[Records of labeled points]
-- BEGIN --

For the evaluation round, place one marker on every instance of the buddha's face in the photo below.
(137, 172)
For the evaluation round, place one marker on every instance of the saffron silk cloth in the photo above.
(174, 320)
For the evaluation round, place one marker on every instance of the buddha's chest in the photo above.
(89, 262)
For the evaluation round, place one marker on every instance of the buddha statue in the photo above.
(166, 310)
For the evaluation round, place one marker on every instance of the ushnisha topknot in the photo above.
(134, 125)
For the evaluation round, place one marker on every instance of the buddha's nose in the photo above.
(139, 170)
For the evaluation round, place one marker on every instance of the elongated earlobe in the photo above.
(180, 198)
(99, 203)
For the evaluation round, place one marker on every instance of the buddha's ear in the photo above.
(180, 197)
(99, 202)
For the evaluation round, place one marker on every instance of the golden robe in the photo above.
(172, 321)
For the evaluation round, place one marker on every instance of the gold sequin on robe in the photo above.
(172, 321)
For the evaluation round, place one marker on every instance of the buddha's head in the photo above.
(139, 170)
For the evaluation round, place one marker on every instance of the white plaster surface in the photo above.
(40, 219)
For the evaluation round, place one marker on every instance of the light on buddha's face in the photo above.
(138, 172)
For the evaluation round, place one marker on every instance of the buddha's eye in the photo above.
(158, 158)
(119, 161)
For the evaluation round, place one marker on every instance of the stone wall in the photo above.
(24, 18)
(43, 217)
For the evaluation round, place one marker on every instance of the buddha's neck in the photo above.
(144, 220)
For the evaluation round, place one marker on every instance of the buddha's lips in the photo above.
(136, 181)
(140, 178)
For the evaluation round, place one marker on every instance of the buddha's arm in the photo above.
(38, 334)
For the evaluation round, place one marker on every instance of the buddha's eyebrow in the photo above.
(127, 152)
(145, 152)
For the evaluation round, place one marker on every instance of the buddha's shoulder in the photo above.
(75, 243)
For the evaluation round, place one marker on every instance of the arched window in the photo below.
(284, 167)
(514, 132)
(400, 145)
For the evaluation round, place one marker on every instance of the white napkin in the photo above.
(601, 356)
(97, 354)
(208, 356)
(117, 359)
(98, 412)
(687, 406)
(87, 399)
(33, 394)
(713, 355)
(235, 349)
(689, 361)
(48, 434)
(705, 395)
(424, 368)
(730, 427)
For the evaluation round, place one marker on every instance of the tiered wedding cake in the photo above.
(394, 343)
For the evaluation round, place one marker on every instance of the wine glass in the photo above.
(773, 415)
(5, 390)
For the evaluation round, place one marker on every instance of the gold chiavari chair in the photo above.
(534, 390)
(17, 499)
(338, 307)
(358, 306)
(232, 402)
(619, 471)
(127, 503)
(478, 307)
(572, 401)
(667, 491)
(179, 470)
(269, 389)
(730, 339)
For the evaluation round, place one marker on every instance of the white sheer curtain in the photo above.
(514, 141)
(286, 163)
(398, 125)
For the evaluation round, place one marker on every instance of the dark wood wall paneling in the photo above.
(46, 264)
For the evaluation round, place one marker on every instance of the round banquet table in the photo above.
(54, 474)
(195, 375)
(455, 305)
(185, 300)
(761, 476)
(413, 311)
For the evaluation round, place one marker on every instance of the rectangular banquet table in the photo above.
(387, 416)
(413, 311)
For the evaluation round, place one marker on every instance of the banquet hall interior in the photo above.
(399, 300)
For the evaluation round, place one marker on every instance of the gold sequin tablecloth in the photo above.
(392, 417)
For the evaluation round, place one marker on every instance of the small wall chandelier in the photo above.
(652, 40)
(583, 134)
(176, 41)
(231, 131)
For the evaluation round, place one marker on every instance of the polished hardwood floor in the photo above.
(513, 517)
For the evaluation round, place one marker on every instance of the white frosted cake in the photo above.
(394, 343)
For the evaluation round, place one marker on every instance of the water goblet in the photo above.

-- END --

Write out again, unchanged, every line from the line containing "interior in the photo above." to the final line of the material above.

## Solved problem
For the evaluation round, place one marker on every instance of the banquet hall interior in the photo above.
(399, 300)
For the evaluation round, place one marker on every instance of the gold sequin tablecloth in the photo above.
(392, 417)
For the evaluation round, place one marker on every instance of the small wall chandelier in the photo above.
(652, 40)
(583, 134)
(176, 41)
(231, 131)
For the evaluation round, place one marker on every instance of the polished hardwood floor in the photo above.
(513, 517)
For the evaluation round, place one marker on every instance of the white frosted cake in the photo above.
(394, 343)
For the evaluation round, place one marker on every instance of the water goblet in the photo above.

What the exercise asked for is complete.